- **What needs to be done**: Lines to restate from the data below: from the one containing "Target: bunker entrance" to the one containing "Place one marker on each instance of the gray", both included. Give them again exactly, and only them.

(Dataset entries)
- Opening Delimiter -

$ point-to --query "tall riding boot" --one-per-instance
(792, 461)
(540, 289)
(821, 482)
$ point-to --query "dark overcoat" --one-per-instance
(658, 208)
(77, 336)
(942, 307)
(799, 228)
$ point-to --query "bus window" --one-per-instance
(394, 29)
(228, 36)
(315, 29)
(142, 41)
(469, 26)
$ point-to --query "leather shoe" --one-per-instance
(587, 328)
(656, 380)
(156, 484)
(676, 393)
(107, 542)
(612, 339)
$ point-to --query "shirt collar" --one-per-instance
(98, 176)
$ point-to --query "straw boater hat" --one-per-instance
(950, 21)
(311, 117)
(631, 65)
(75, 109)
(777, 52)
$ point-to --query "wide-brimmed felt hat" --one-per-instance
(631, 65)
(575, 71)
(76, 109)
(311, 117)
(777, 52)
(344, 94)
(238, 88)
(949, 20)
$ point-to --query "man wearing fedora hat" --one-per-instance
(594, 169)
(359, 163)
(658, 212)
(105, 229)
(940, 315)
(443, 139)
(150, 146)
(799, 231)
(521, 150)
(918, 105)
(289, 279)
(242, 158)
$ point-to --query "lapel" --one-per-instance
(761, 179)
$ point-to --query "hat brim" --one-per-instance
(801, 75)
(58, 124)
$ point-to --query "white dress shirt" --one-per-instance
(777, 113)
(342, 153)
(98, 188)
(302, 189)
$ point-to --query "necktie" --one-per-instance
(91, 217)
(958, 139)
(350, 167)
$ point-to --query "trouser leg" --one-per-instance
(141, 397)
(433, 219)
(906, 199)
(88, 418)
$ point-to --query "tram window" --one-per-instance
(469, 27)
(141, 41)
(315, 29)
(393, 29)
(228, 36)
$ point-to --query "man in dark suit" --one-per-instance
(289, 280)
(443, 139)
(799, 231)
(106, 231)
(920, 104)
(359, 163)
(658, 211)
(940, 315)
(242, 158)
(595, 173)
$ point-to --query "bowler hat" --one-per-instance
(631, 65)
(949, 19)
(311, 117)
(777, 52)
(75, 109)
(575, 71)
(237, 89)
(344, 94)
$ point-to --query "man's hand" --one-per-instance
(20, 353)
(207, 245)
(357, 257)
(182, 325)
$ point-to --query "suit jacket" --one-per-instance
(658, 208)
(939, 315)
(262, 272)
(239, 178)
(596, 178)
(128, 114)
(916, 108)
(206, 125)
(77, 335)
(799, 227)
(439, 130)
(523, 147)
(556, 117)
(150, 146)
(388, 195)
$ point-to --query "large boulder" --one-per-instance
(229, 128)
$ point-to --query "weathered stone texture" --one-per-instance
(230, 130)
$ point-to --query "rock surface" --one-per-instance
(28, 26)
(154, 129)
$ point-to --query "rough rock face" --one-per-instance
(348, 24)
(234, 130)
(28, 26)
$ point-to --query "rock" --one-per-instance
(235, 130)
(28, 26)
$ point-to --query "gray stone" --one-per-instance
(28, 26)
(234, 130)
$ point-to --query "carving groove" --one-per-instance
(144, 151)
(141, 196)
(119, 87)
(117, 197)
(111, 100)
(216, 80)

- Closing Delimiter -
- Opening Delimiter -

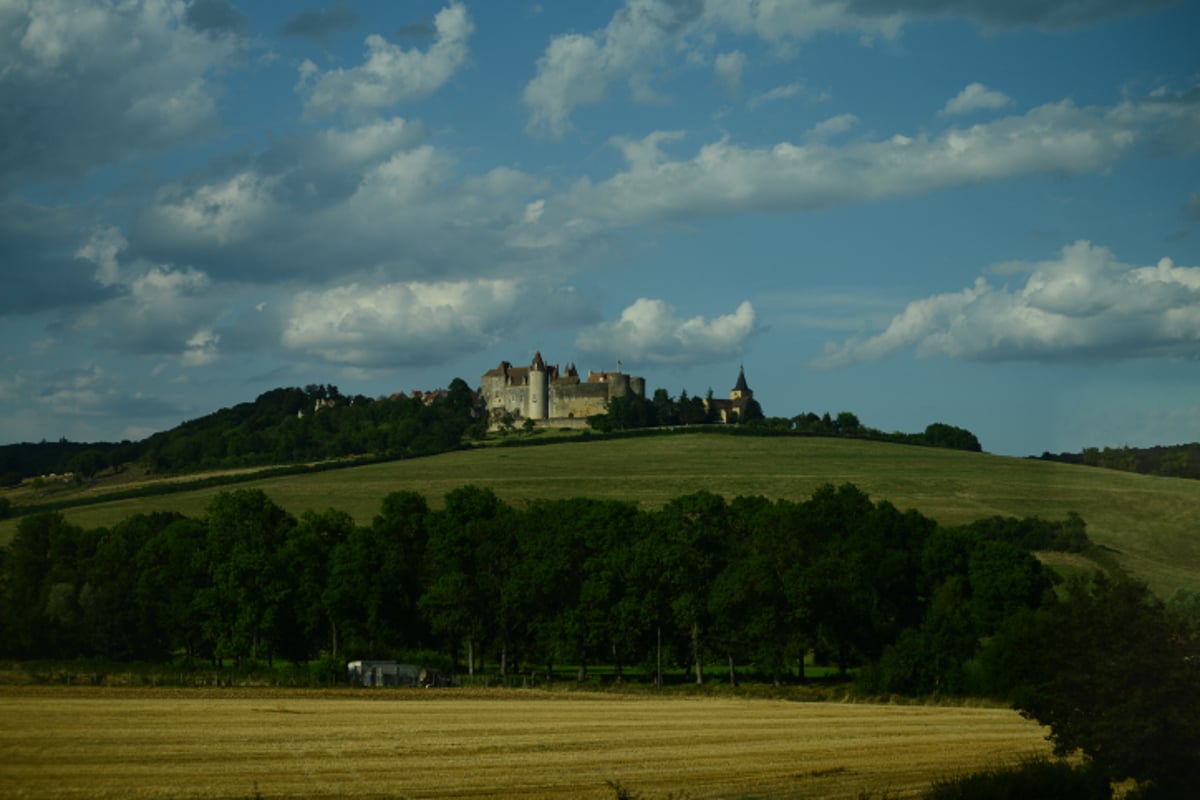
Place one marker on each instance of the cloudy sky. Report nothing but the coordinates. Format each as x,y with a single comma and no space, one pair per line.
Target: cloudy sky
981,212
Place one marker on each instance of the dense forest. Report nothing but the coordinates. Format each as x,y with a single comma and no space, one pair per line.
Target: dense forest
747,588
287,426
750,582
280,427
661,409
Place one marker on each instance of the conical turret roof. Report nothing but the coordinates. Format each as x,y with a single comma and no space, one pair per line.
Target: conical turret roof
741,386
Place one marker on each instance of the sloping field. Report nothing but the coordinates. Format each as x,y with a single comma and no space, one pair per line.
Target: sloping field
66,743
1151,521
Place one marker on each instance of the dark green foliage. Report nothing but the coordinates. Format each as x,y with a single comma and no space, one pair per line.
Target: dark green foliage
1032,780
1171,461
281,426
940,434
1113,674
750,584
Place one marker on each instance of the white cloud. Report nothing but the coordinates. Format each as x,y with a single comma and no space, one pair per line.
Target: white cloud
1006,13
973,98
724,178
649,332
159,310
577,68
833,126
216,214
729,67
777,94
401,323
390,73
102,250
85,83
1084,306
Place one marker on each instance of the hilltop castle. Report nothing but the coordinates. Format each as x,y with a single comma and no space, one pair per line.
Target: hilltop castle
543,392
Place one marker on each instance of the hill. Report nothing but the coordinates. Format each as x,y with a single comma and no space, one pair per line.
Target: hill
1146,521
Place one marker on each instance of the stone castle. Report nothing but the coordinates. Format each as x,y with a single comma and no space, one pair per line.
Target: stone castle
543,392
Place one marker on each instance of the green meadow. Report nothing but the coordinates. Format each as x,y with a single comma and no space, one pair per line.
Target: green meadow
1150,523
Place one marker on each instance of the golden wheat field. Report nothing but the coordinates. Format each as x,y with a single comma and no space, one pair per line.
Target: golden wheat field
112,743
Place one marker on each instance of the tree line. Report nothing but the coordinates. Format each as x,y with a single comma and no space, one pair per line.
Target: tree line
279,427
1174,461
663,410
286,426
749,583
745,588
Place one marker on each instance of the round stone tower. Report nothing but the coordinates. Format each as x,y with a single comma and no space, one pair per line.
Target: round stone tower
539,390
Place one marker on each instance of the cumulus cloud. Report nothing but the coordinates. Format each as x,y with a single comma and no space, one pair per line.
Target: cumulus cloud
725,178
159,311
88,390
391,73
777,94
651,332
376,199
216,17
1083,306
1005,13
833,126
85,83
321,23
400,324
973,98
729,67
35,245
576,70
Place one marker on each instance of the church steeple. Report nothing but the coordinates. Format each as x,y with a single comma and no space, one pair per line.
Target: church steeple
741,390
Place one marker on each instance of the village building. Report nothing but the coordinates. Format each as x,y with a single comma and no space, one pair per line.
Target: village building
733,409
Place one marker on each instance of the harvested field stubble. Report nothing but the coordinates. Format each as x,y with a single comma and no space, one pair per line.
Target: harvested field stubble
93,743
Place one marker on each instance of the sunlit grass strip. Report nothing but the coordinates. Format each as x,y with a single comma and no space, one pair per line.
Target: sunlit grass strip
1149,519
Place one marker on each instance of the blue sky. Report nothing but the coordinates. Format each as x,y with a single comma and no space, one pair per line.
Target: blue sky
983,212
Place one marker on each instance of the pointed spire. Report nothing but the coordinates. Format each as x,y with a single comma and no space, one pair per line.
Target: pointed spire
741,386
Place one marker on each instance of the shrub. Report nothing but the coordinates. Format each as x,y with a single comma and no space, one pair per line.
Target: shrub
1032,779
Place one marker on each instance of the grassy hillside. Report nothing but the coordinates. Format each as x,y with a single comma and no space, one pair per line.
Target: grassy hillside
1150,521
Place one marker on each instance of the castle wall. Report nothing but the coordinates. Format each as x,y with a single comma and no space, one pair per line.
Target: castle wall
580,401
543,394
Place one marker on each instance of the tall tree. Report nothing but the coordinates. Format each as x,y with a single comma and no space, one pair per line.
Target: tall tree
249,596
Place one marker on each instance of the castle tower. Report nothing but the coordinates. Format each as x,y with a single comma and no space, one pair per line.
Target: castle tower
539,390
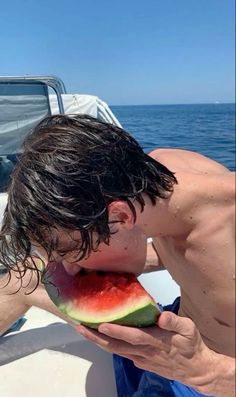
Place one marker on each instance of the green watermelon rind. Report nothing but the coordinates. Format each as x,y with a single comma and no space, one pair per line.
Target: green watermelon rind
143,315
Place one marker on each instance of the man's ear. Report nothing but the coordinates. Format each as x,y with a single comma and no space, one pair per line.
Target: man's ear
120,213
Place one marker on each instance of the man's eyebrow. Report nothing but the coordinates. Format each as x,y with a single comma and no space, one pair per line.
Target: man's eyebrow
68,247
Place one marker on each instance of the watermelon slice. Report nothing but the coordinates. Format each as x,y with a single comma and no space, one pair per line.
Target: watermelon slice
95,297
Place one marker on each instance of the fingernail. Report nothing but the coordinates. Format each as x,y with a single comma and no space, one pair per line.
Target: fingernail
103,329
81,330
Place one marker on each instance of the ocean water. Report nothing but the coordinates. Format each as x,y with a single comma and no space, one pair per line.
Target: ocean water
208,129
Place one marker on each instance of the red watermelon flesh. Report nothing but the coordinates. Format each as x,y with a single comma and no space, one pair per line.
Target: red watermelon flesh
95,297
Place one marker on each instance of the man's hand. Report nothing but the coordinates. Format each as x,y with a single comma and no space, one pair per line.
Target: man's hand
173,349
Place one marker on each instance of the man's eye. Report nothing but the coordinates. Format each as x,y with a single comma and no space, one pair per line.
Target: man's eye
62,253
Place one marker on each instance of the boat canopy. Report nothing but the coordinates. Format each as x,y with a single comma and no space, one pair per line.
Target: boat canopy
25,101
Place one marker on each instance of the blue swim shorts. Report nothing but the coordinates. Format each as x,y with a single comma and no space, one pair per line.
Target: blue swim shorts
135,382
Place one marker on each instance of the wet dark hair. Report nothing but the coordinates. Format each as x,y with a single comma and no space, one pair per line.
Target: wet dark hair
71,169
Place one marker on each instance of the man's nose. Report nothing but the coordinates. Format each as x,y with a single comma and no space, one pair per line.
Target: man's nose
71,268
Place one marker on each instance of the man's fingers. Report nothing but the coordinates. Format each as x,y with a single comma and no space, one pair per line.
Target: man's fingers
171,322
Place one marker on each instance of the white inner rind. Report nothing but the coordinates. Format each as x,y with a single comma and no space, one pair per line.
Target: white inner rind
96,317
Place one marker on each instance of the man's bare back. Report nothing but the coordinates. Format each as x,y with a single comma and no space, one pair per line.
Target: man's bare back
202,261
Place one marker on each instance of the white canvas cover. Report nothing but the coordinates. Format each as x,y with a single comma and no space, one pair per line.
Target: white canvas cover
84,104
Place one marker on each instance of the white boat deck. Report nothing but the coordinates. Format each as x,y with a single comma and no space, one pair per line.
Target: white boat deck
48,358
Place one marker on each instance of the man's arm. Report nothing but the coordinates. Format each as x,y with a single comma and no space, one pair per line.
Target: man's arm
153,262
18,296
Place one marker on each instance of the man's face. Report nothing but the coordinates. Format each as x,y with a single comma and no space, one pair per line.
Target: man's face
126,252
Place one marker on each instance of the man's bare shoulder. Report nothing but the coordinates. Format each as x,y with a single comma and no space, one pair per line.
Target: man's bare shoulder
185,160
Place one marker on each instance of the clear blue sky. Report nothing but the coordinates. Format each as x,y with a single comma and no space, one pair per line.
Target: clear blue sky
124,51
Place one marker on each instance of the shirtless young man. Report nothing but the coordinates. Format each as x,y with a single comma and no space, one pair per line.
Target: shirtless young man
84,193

- Closing Delimiter -
- Opening Delimiter -

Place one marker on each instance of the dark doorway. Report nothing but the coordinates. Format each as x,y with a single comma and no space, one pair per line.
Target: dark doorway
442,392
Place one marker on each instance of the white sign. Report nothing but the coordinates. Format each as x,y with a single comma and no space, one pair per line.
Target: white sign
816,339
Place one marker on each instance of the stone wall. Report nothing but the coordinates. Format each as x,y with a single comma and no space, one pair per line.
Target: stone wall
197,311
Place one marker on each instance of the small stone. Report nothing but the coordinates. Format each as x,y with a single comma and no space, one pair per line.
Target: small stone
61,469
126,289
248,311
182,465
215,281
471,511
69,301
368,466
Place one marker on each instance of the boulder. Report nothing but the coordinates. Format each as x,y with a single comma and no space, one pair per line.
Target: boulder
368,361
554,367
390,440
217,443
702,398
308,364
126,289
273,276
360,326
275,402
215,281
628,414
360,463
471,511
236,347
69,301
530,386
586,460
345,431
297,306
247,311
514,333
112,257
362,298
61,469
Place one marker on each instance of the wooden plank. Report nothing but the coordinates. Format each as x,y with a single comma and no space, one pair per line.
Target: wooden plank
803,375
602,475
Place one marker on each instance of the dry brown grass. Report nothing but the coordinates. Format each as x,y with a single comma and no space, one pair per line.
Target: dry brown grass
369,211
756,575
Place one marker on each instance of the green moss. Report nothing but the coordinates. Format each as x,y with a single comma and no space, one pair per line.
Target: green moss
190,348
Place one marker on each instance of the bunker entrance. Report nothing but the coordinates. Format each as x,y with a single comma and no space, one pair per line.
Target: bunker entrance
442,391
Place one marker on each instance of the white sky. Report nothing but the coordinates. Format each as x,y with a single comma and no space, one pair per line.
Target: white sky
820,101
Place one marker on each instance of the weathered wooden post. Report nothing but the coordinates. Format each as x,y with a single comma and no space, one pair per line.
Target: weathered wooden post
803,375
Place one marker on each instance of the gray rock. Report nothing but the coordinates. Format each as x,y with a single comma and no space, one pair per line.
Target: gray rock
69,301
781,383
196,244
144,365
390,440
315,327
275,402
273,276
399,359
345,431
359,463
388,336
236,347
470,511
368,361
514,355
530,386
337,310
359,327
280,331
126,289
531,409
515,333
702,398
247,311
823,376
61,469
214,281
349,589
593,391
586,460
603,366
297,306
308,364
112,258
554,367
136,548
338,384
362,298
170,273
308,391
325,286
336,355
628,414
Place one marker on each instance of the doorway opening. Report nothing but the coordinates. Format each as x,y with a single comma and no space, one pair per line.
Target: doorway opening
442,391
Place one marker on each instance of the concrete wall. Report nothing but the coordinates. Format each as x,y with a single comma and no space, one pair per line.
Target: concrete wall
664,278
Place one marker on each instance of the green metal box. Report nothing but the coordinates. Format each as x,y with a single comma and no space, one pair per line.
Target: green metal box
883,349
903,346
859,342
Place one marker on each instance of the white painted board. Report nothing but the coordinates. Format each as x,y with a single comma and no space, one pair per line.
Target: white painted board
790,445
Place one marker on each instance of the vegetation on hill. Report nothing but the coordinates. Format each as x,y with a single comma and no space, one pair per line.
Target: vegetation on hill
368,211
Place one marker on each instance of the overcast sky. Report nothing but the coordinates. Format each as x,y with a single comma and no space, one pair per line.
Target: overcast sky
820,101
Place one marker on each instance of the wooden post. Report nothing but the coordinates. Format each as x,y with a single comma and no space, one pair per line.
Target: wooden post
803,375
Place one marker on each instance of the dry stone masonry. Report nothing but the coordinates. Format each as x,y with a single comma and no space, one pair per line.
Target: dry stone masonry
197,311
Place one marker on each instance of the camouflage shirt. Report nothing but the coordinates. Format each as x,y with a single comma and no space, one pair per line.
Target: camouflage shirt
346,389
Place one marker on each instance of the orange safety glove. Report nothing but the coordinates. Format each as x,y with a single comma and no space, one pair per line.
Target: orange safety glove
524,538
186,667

- Closing Delimiter -

- **Your solution**:
Target: bunker entrance
442,391
Place one marker on each instance of the white sky. Report nothing but the coordinates. Format each as x,y with a single comma and no space, one pair per line.
Target: white sky
820,101
Place one marker on each instance of the weathered wooden post. Report nothing but the coordinates. Format each as x,y with a single comma and no space, one pair per line.
Target: weathered wooden post
803,375
Place one marker on each instance of the gray rock. Report nothing but the coordinates. Format each as x,y with a single comma and no space, one pair per line.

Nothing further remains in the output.